EXERCISE DESCRIPTION »
Write out each of the following lines word for word, omitting the pictures.

RECORDED DATA »
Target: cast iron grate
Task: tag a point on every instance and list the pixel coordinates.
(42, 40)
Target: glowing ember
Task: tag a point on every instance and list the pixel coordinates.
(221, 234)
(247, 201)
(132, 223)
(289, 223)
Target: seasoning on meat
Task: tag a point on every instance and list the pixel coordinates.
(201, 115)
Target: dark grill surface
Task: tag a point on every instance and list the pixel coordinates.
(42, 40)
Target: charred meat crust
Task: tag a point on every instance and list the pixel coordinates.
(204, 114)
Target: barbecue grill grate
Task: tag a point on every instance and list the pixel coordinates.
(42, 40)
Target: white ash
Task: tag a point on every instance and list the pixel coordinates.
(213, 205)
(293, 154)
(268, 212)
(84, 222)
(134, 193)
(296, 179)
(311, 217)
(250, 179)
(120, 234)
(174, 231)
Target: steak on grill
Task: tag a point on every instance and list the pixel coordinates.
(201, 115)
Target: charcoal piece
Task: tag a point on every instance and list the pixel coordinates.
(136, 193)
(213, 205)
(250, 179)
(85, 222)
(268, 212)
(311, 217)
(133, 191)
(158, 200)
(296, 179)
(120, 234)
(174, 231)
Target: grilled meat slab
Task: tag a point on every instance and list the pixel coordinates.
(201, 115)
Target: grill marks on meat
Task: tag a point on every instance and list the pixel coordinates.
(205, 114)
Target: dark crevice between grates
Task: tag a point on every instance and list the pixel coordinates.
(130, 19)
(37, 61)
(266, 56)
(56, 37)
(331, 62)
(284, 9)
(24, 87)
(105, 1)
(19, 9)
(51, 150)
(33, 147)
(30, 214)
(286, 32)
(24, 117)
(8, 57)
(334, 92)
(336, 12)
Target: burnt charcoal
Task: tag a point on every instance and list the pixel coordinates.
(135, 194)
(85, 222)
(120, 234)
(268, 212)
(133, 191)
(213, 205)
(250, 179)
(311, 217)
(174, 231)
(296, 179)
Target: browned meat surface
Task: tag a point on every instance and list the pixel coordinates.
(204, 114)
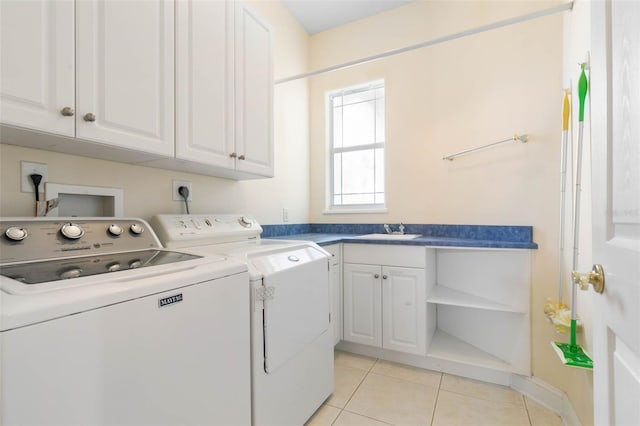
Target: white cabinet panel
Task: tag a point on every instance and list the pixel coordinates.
(37, 75)
(335, 289)
(254, 93)
(404, 310)
(125, 74)
(205, 82)
(362, 304)
(224, 83)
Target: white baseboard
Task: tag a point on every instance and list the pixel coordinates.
(547, 396)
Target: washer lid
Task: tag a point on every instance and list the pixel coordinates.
(83, 266)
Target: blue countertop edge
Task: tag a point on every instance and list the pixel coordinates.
(306, 232)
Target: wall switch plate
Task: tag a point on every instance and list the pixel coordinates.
(177, 184)
(28, 168)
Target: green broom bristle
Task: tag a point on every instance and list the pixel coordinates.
(572, 355)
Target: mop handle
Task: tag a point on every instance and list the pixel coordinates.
(565, 111)
(563, 186)
(582, 94)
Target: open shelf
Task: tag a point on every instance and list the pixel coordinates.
(447, 296)
(448, 347)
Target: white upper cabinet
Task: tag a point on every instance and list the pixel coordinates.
(184, 85)
(125, 74)
(37, 75)
(224, 82)
(205, 82)
(254, 93)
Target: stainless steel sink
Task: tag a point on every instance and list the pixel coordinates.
(400, 237)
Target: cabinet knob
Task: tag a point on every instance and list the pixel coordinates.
(67, 111)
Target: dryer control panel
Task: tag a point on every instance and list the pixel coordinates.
(189, 230)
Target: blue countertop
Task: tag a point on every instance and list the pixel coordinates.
(479, 236)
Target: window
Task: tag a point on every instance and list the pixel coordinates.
(357, 140)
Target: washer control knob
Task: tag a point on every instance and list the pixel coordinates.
(115, 229)
(113, 266)
(72, 272)
(15, 233)
(137, 229)
(245, 221)
(135, 263)
(73, 231)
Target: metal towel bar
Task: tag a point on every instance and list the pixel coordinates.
(521, 138)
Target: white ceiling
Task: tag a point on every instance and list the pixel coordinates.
(320, 15)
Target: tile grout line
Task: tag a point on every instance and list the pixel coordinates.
(354, 392)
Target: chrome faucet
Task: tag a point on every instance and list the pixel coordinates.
(399, 231)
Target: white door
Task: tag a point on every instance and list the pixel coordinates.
(254, 93)
(362, 304)
(404, 320)
(615, 106)
(125, 74)
(37, 75)
(205, 82)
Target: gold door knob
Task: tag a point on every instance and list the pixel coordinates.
(67, 111)
(595, 278)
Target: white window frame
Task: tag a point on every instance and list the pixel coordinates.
(351, 208)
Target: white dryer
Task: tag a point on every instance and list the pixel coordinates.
(292, 341)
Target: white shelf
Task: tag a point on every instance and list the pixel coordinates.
(447, 296)
(447, 347)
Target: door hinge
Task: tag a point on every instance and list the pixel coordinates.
(265, 293)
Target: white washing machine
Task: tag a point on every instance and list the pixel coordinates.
(292, 341)
(101, 326)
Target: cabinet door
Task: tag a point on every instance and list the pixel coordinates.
(37, 76)
(205, 82)
(362, 304)
(125, 74)
(335, 290)
(404, 308)
(336, 301)
(254, 93)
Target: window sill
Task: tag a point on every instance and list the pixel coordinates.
(355, 210)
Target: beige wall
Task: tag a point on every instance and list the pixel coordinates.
(453, 96)
(147, 191)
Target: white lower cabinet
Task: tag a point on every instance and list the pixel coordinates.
(481, 297)
(460, 310)
(335, 289)
(384, 305)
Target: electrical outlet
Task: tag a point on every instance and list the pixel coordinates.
(177, 184)
(27, 168)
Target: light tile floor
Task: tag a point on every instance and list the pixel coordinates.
(374, 392)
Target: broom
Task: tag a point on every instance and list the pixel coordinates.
(571, 353)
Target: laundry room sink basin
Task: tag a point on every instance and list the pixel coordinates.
(400, 237)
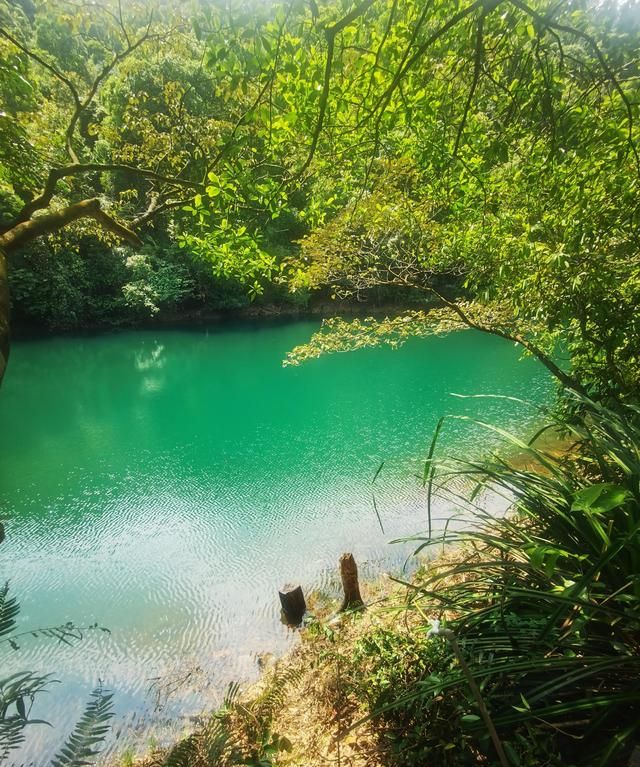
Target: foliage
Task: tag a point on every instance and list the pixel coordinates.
(152, 286)
(239, 732)
(84, 742)
(544, 604)
(19, 691)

COMPLETED EXERCISE »
Target: cast iron grate
Task: tag a point on every instance and list the pixel coordinates.
(42, 40)
Target: glowing ember
Task: tag a point on every instance and list the pixel coordinates.
(221, 234)
(247, 201)
(132, 223)
(289, 223)
Target: seasoning on meat
Task: tag a point on every instance and list the pixel coordinates.
(201, 115)
Target: dark grill surface
Task: tag a point on every instance and list the pixel coordinates.
(42, 40)
Target: charred meat crust
Task: tag a point on every instance and list the pixel coordinates.
(204, 114)
Target: barbecue grill grate
Task: tag a point on every instance and list the pixel coordinates.
(42, 40)
Target: white ash
Task: tag a point on every instance and list the pixel coordinates.
(213, 205)
(293, 154)
(268, 212)
(84, 222)
(134, 193)
(296, 179)
(311, 217)
(250, 179)
(120, 234)
(174, 231)
Target: steak on grill
Task: tag a point on every instance and list the pixel coordinates.
(201, 115)
Target: charcoal piece
Task: tag a point on every instance and list the pixel coordinates.
(136, 193)
(213, 205)
(250, 179)
(85, 222)
(268, 212)
(311, 217)
(133, 191)
(158, 200)
(296, 179)
(120, 234)
(174, 231)
Target: grilled meat slab
Task: tag a point on every instance and list the pixel coordinates.
(201, 115)
Target: grill marks on meat
Task: tag a point on every instance and list the pixel coordinates.
(205, 114)
Target: dark crevice between grates
Task: tag a point on every instance and list the pixel coordinates.
(130, 19)
(37, 61)
(266, 56)
(56, 37)
(331, 62)
(284, 9)
(24, 87)
(105, 1)
(19, 9)
(51, 150)
(33, 147)
(30, 214)
(286, 32)
(24, 117)
(8, 57)
(334, 92)
(336, 12)
Target: burnt charcoal
Task: tag a point on every instance and list the pixel coordinates.
(135, 194)
(85, 222)
(120, 234)
(268, 212)
(133, 191)
(213, 205)
(250, 179)
(311, 217)
(174, 231)
(296, 179)
Target: browned meat surface
Task: tag a point on every instance and list the pixel coordinates.
(204, 114)
Target: white cabinet panel
Task: tag a point on every instance and list the pixel coordinates.
(37, 75)
(335, 289)
(254, 93)
(404, 310)
(125, 74)
(205, 82)
(362, 304)
(224, 83)
Target: white baseboard
Task: tag a point on every instance and list the pixel coordinates.
(547, 396)
Target: washer lid
Task: tag a point on every instance and list the pixel coordinates.
(83, 266)
Target: blue countertop edge
Task: tag a point on every instance and list the pixel coordinates.
(306, 232)
Target: wall switch plate
Task: tag a point on every instance and list the pixel coordinates.
(177, 184)
(28, 168)
Target: green broom bristle
Task: tag a point on every instance and list the pixel coordinates.
(572, 355)
Target: mop handle
Task: tag a point on every instance and list the pixel coordinates.
(565, 111)
(563, 186)
(582, 94)
Target: open shelf
Task: tag a point on every instance and list the pixel coordinates.
(447, 296)
(448, 347)
Target: white upper cabinet
Task: tag a point on every instance and list the pixel coordinates.
(184, 85)
(125, 74)
(37, 75)
(224, 82)
(205, 82)
(254, 93)
Target: stainless steel sink
Task: tag a point on every instance and list the pixel coordinates.
(400, 237)
Target: cabinet knob
Task: tag a point on every instance and list the pixel coordinates.
(67, 111)
Target: dryer control panel
Task: tag a point on every instance and list the pixel coordinates.
(189, 230)
Target: blue countertop
Task: tag a point on every instance and list the pixel coordinates.
(479, 236)
Target: window
Task: tag a point on every instance and list the pixel coordinates.
(357, 140)
Target: washer control knob
Task: tag a point on every instance and list the pixel coordinates.
(115, 229)
(113, 266)
(72, 272)
(15, 233)
(137, 229)
(245, 221)
(135, 263)
(73, 231)
Target: metal towel bar
Task: tag a point on every instance and list the pixel coordinates.
(521, 138)
Target: white ceiling
Task: tag a point on every instance and list the pixel coordinates.
(320, 15)
Target: tile grout line
Task: tag a point on every instance and list the pixel coordinates.
(354, 392)
Target: chrome faucet
Task: tag a point on every instance and list the pixel coordinates.
(399, 231)
Target: white door
Task: tag a point on every instance and list the pixel coordinates.
(254, 93)
(362, 304)
(404, 320)
(615, 106)
(125, 74)
(37, 75)
(205, 82)
Target: gold door knob
Task: tag a point on every instance and list the pixel coordinates.
(67, 111)
(595, 278)
Target: white window frame
Task: tag a point on every instance and list the pixel coordinates.
(351, 208)
Target: white dryer
Task: tag a point on every instance and list the pixel coordinates.
(292, 341)
Target: white shelf
Task: tag a point on every instance and list the pixel coordinates.
(447, 296)
(447, 347)
Target: door hinge
Task: tag a point on every instance and list the pixel coordinates.
(265, 293)
Target: white washing machine
Task: tag a point on every instance and list the pixel coordinates.
(292, 341)
(101, 326)
Target: cabinet door
Task: tag a point on every instance and list the pixel coordinates.
(37, 76)
(205, 82)
(362, 304)
(125, 74)
(335, 290)
(404, 308)
(336, 301)
(254, 93)
Target: window sill
Task: tag a point on every instance and list the pixel coordinates.
(355, 210)
Target: beige wall
Task: tag a point on every instance and list the pixel coordinates.
(453, 96)
(147, 191)
Target: white lower cabinet
Task: tag a point on every instance and list the pixel coordinates.
(481, 297)
(460, 310)
(335, 289)
(384, 305)
Target: electrical outlet
Task: tag a point on every instance and list the pixel coordinates.
(177, 184)
(27, 168)
Target: light tile floor
Task: tag a point on every instance and list the pixel coordinates.
(374, 392)
Target: broom
Task: tag a point on every instance and list the pixel coordinates.
(571, 353)
Target: laundry room sink basin
Task: tag a point on every instance and list the pixel coordinates.
(400, 237)
Target: foliage
Task: tag a point on every instance and list the pixel coordinates.
(152, 286)
(239, 732)
(84, 742)
(544, 604)
(19, 691)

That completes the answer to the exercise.